Abnormalities in liver X receptor β−/− (LXRβ−/−) mice include impaired motor performance. Body weight (A), Rotarod (B), running time (C), and grip strength (D) were analyzed once a week in LXRβ−/− (broken lines) and wild-type (WT) (black lines) mice from ages 27 to 100 weeks. Each point represents the mean ± SD obtained for each experimental group (n = 15). p<0.001 between the WT and LXRβ−/− groups for all performance tests. (E) Representative figure showing the correct procedure of mouse positioning and traction to minimize the effect of the body weight in the grip strength evaluation.

Lipopolysaccharide Treatment and Enzyme-Linked Immunosorbent Assay

Plasma levels of tumor necrosis factor (TNF) and interleukin 6 (IL-6) were measured at ages 3, 10, and 24 months. Both cytokines were measured 90 minutes after lipopolysaccharide administration (35 μg/kg), diluted in saline solution (10 μL/g body weight, intraperitoneally), or after administration of the same volume of vehicle. Animals were killed by decapitation. Blood was collected in heparinized vials and centrifuged at 2,000 × g for 10 minutes at 4°C. Tumor necrosis factor and IL-6 were measured in the supernatants by enzyme-linked immunosorbent assay (ELISA) using commercial kits according to the suppliers' protocols (TNF, DuoSet ELISA, R&D Systems, Minneapolis, MN; IL-6, mouse IL-6 ELISA Ready-Set-Go, e-Bioscience, Rome, Italy).

Cholesterol Measurement

Total plasma cholesterol levels were measured by colorimetric analysis (500 nm) using a commercial kit (Cholesterol 20; Sigma Diagnostic, St Louis, MO). Liver and spinal cord were homogenized and lipids were extracted overnight with chloroform/methanol mixture. Spinal and liver cholesterol values were normalized to the relative protein amount (14). All experiments were performed using tissues from 3-month-old LXRβ−/− and age-matched WT mice.

Quantitative Polymerase Chain Reaction

Cervical spinal cords from 3-month-old LXRβ−/− and WT mice were collected. Total RNA was isolated using the E.Z.N.A. Total RNA kit I (Omega Bio-Tek, Inc, Norcross, GA). The RNA was reverse-transcribed using the SuperScript II reverse transcriptase kit (Invitrogen, Carlsbad, CA). Quantitative polymerase chain reaction was performed using the SYBR Green technology with the Power SYBR Fast Master Mix (Applied Biosystems, Foster City, CA) using the 7500 Fast Real-Time PCR System (Applied Biosystems). Primers were designed using Primer Express software. The relative changes in gene expression were calculated by the comparative CT method using 18S (20× ribosomal 18S, ABI; Part-4310875, Applied Biosystems) as the internal reference gene. All primer sequences are available upon request.

EXERCISE INSTRUCTIONS: Rewrite the mouse study methods text, starting with "Cholesterol Measurement" and going on through "age-matched WT mice.", with "colorimetric analysis" replaced by "spectrophotometric analysis".

EXTRACTED ENTRIES:
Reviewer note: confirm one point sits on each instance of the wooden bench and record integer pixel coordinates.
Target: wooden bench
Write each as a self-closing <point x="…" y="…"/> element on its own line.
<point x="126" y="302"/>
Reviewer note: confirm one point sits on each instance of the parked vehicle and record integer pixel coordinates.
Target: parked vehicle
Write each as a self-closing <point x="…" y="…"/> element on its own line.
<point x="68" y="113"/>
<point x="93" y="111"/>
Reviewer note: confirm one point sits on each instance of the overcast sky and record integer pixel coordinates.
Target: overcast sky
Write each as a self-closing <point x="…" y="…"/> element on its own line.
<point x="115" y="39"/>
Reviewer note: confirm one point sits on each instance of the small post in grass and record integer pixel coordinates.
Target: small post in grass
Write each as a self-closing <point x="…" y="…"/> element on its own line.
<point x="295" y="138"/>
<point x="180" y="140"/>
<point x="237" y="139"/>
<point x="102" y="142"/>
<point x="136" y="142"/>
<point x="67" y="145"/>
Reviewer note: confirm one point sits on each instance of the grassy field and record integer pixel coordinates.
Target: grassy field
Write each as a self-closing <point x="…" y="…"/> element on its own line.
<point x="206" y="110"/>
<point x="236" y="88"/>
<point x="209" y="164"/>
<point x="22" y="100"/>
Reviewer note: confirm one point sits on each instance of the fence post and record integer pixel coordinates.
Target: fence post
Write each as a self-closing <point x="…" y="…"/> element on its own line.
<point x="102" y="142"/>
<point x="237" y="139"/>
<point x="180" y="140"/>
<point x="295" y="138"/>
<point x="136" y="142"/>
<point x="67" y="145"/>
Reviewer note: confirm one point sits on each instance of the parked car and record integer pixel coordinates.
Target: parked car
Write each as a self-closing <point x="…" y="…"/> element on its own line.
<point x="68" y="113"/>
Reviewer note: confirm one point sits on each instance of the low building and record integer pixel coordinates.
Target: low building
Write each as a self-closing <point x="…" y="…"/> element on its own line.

RESULT OF THE TASK:
Cholesterol Measurement

Total plasma cholesterol levels were measured by spectrophotometric analysis (500 nm) using a commercial kit (Cholesterol 20; Sigma Diagnostic, St Louis, MO). Liver and spinal cord were homogenized and lipids were extracted overnight with chloroform/methanol mixture. Spinal and liver cholesterol values were normalized to the relative protein amount (14). All experiments were performed using tissues from 3-month-old LXRβ−/− and age-matched WT mice.